Give the records back in full, exactly as they read.

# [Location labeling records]
§ §

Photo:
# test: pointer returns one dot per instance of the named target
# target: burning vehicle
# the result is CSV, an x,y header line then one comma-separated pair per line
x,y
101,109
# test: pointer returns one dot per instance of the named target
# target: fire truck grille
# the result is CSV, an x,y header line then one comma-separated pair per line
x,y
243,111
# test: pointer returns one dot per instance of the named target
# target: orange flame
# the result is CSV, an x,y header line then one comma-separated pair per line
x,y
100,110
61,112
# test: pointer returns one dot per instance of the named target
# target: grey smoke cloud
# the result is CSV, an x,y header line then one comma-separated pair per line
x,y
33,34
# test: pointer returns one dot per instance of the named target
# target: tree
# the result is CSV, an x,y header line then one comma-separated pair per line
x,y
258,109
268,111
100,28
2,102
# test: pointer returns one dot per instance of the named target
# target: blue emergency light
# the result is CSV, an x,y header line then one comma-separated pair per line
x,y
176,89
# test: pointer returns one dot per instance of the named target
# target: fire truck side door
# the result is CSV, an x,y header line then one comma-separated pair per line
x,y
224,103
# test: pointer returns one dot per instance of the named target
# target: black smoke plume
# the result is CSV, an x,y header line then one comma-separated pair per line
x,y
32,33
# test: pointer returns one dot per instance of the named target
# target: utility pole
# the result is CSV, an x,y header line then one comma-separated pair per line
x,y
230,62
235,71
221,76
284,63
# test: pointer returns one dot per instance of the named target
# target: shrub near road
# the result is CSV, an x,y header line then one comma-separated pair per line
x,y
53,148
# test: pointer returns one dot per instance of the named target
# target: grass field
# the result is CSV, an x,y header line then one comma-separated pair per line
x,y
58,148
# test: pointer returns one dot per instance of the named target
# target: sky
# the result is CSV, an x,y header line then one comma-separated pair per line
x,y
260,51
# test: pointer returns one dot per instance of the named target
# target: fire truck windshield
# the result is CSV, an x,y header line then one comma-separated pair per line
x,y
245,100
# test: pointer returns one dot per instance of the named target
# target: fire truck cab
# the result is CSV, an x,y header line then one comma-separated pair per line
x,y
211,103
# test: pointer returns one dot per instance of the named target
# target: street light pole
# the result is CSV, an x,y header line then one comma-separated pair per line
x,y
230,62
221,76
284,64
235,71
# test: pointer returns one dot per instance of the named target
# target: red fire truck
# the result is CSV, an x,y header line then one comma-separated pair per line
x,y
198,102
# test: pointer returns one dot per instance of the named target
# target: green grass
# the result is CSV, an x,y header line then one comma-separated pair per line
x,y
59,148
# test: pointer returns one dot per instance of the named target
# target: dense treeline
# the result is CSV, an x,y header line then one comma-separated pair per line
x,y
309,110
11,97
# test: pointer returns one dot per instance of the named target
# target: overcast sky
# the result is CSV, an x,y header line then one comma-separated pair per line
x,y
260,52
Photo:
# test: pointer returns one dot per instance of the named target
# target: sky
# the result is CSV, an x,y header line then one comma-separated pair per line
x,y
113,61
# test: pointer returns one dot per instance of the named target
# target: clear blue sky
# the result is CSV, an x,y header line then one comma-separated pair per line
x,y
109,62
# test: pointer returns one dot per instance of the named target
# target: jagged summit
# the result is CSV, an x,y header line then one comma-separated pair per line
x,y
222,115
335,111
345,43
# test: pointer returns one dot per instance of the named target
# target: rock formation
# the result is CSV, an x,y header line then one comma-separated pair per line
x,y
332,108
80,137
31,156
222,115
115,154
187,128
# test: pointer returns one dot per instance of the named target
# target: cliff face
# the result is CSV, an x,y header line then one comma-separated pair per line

§ §

# [ANSWER TO THE PROBLEM]
Photo:
# test: pointer returns one dot per instance of the named target
# target: burning vehicle
# the result is CSV, an x,y header line then one comma-separated pair per line
x,y
101,109
# test: pointer returns one dot per instance of the named target
# target: fire truck grille
# the result is CSV, an x,y header line then one comma-separated pair per line
x,y
243,111
# test: pointer returns one dot per instance of the named target
# target: orange flame
# the result is CSV, an x,y header line then one comma-separated pair per line
x,y
100,110
61,112
# test: pointer returns one dot per instance of the named target
# target: grey smoke cloud
# the result is CSV, an x,y header line then one comma-separated pair per line
x,y
33,34
# test: pointer returns one dot per instance of the named target
# target: tree
# the result is CSV, an x,y header line then one comma-separated pair per line
x,y
258,109
268,111
100,28
2,102
# test: pointer returns one dot per instance of the named target
# target: blue emergency light
# the result is CSV, an x,y header line then one comma-separated pair per line
x,y
176,89
# test: pointer returns one dot per instance of the named target
# target: fire truck side door
# the result is CSV, an x,y header line then one comma-separated pair per line
x,y
224,103
# test: pointer returns one dot per instance of the named target
# target: black smoke plume
# the result is CSV, an x,y header line then one comma-separated pair per line
x,y
32,33
# test: pointer returns one dot per instance of the named target
# target: utility pole
# the result is CSV, an x,y header line then one comma-separated pair per line
x,y
230,62
235,71
221,76
284,63
# test: pointer returns one dot per instance of the named target
# target: shrub near road
# the result is CSV, an x,y header line then one comma-separated pair per line
x,y
53,148
# test: pointer returns one dot per instance of the named target
# target: grass field
# the result is CSV, an x,y header line then one comma-separated pair per line
x,y
58,148
# test: pointer returns one dot per instance of the named target
# target: sky
# the result is CSV, an x,y header line then one comma-separated pair per line
x,y
260,51
# test: pointer returns one dot per instance of the named target
# target: fire truck windshield
# the result is CSV, an x,y header line then one comma-separated pair per line
x,y
245,100
# test: pointer returns one dot per instance of the named target
# target: fire truck cab
# the result is CSV, an x,y header line then one comma-separated pair per line
x,y
211,103
# test: pointer returns one dot per instance of the named target
# target: street light pole
# the result is CSV, an x,y header line then one comma-separated pair per line
x,y
230,62
221,76
284,64
235,71
# test: pointer returns one dot per instance of the named target
# target: red fire truck
# the result is CSV, an x,y header line then one comma-separated pair per line
x,y
198,102
# test: pointer returns one dot per instance of the named target
# target: green grass
# the result is CSV, an x,y header line then one comma-separated pair per line
x,y
59,148
# test: pointer returns one dot per instance of the named target
# target: dense treeline
# the result is CSV, an x,y header line then one comma-separated pair per line
x,y
309,110
11,97
# test: pointer returns one dot per instance of the named target
# target: overcast sky
# the result is CSV, an x,y header line then one comma-separated pair per line
x,y
260,52
Photo:
# test: pointer returns one dot per instance of the named target
# target: sky
# the result is CSV, an x,y header line then one comma-separated pair per line
x,y
113,61
# test: pointer returns one dot per instance of the named target
# target: clear blue sky
# the result is CSV, an x,y header line then one comma-separated pair per line
x,y
109,62
# test: pointer returns one dot per instance of the named target
# target: jagged summit
# the result is CSV, an x,y header line then one comma-separated pair per line
x,y
222,115
335,111
345,43
# test: pointer returns one dot per instance of the named target
# target: rock formation
# the result is CSV, an x,y header line then one comma-separated pair per line
x,y
332,108
80,137
31,156
222,115
115,154
187,128
# test: pointer returns one dot per instance of the named target
# target: cliff face
# the result is CSV, an x,y header line then one comma-separated pair per line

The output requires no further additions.